Suppose we have three data points \((1,1)\text{,}\) \((2,1)\text{,}\) and \((3,3)\) and that we would like to find a line passing through them.

Plot these three points in Figure 8.5.2. Are you able to draw a line that passes through all three points?

Figure 8.5.2. Plot the three data points here.
Remember that the equation of a line can be written as \(b + mx=y\) where \(m\) is the slope and \(b\) is the \(y\)-intercept. We will try to find \(b\) and \(m\) so that the three points lie on the line.

The first data point \((1,1)\) gives an equation for \(b\) and \(m\text{.}\) In particular, we know that when \(x=1\text{,}\) then \(y=1\) so we have \(b + m(1) = 1\) or \(b + m = 1\text{.}\) Use the other two data points to create a linear system describing \(m\) and \(b\text{.}\)
We have obtained a linear system having three equations, one from each data point, for the two unknowns \(b\) and \(m\text{.}\) Identify a matrix \(A\) and vector \(\bvec\) so that the system has the form \(A\xvec=\bvec\text{,}\) where \(\xvec=\ctwovec bm\text{.}\)

Notice that the unknown vector \(\xvec=\ctwovec bm\) describes the line that we seek.

========

- _Work instructions_
A - In the line-fitting passage, what equation for b and m does the first data point (1,1) produce?
B - Carry the line-fitting passage forward from its final sentence.

- _Records from a point labeling set_

========

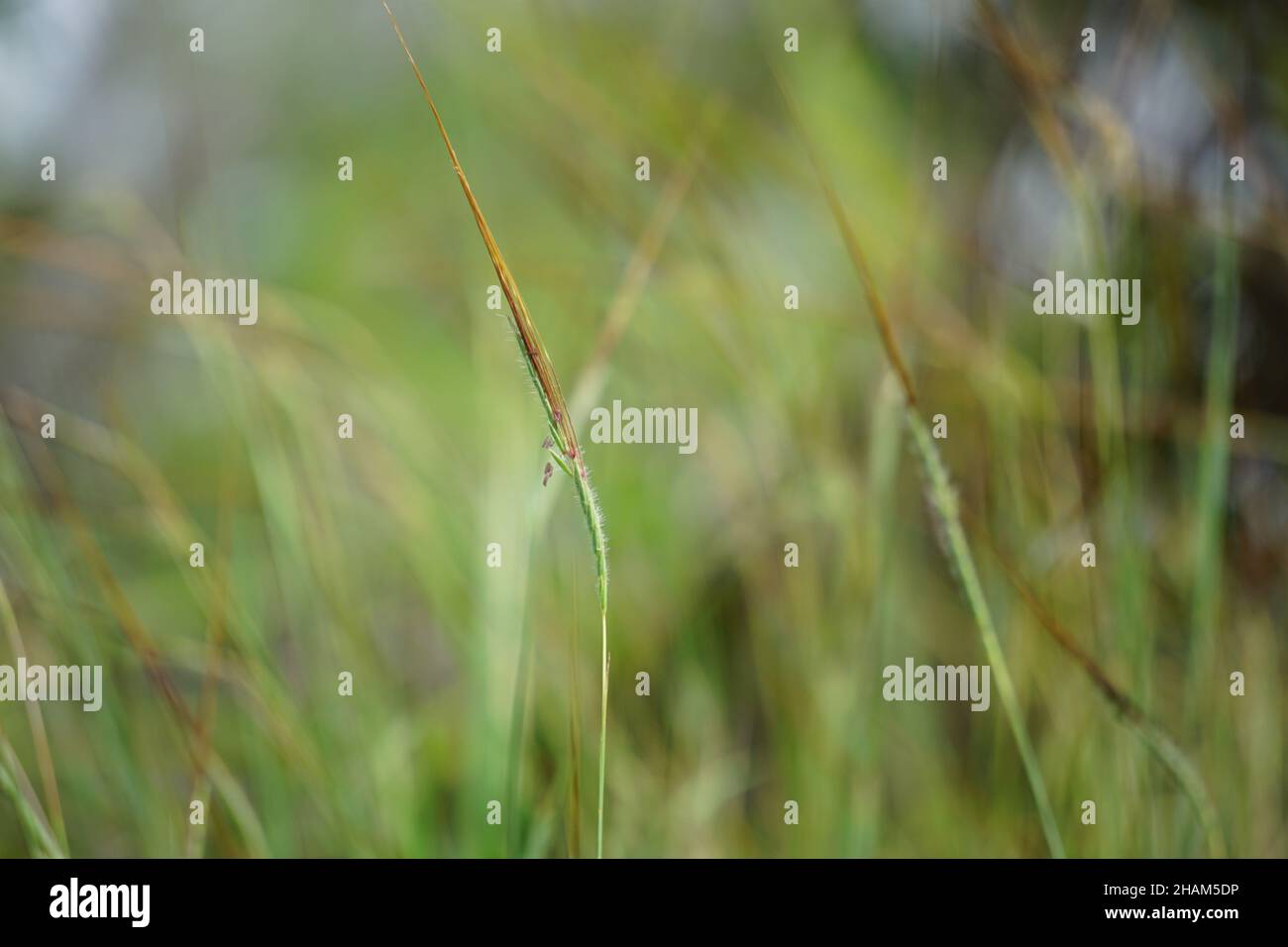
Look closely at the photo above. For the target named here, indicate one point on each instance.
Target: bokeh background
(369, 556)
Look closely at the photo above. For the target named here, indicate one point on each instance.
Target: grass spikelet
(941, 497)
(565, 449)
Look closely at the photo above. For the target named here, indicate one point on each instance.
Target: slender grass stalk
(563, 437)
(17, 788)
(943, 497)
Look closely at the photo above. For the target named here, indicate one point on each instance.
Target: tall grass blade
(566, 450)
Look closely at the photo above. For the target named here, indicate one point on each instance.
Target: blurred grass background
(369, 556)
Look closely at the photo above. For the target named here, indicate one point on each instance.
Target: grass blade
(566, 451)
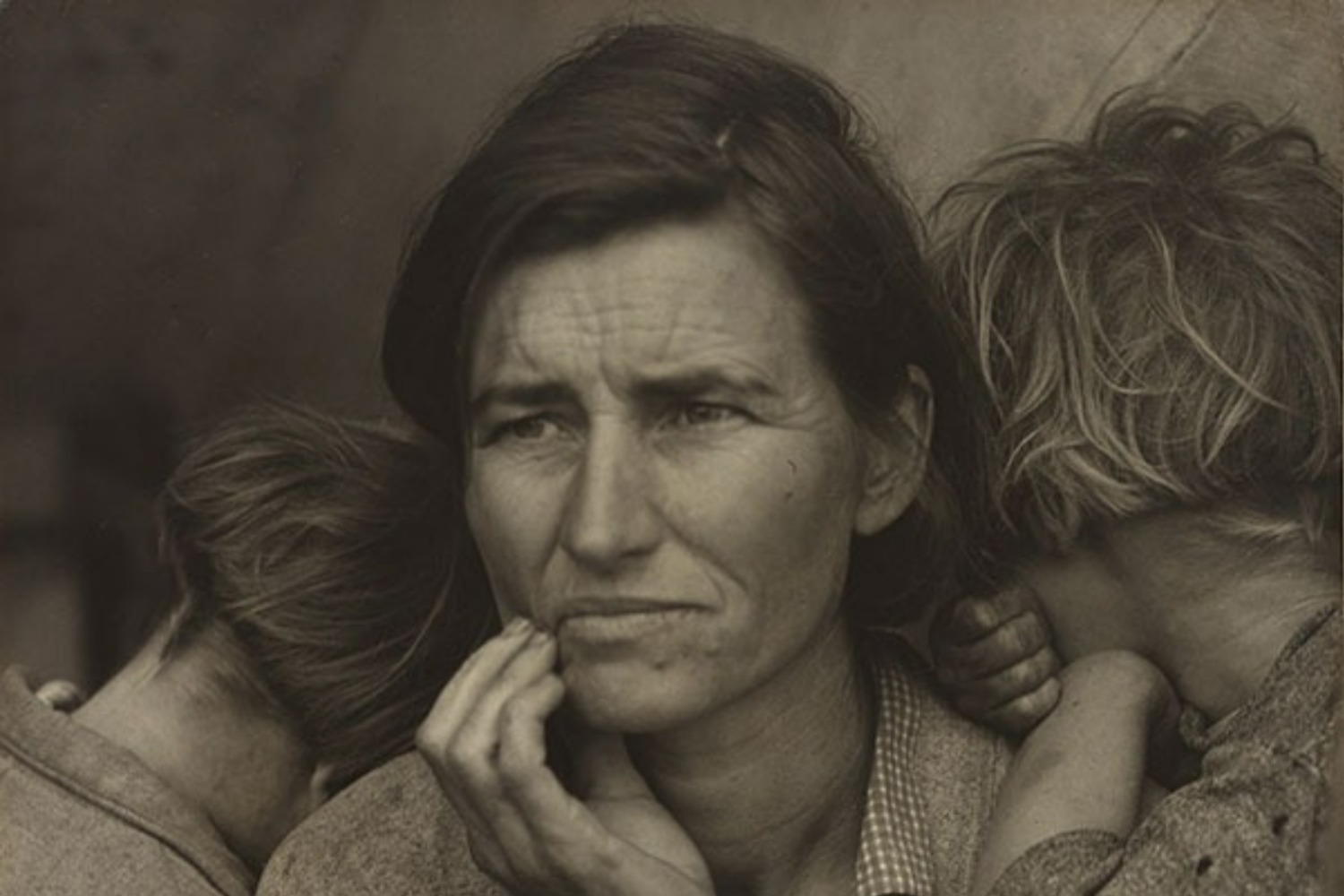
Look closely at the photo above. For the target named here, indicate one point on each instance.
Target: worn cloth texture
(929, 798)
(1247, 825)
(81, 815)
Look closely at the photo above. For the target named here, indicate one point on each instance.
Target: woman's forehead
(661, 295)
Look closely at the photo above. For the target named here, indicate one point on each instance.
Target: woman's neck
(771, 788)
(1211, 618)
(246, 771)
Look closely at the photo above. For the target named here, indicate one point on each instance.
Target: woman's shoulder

========

- _Answers provided_
A - b + m = 1

B -
Is there a solution to this linear system? How does this question relate to your attempt to draw a line through the three points above?
Since this system is inconsistent, we know that \(\bvec\) is not in the column space \(\col(A)\text{.}\) Find an orthogonal basis for \(\col(A)\) and use it to find the orthogonal projection \(\widehat\bvec\) of \(\bvec\) onto \(\col(A)\text{.}\)
Since \(\widehat\bvec\) is in \(\col(A)\text{,}\) the equation \(A\xvec = \widehat\bvec\) is consistent. Find its solution \(\xvec = \ctwovec{b}{m}\) and sketch the line \(y=b + mx\) in Figure 8.5.2. We say that this is the line of best fit.

Answer.

It’s not possible to draw a line through all three points.
We have the equations

\begin{align*} b + m \amp {}={} 1\\ b + 2m \amp {}={} 1\\ b + 3m \amp {}={} 3 \end{align*}
We have \(A = \begin{bmatrix} 1 \amp 1 \\ 1 \amp 2 \\ 1 \amp 3 \\ \end{bmatrix}\) and \(\bvec=\threevec113\text{.}\)
This linear system is inconsistent.
\(\bhat=\threevec{2/3}{5/3}{8/3}\text{.}\)
\(\xvec=\twovec{-1/3}1\text{.}\) This line is shown in Figure 8.5.4.

Figure 8.5.4. The line that best approximates the three data points.

Solution.

After plotting the points, we see that it’s not possible to draw a line through all three points.
We have the equations

\begin{align*} b + m \amp {}={} 1\\ b + 2m \amp {}={} 1\\ b + 3m \amp {}={} 3 \end{align*}
We have \(A = \begin{bmatrix} 1 \amp 1 \\ 1 \amp 2 \\ 1 \amp 3 \\ \end{bmatrix}\) and \(\bvec=\threevec113\text{.}\)
Finding the reduced row echelon form of the associated augmented matrix tells us this is an inconsistent system. Since a solution would describe a line passing through the three points, we should expect this.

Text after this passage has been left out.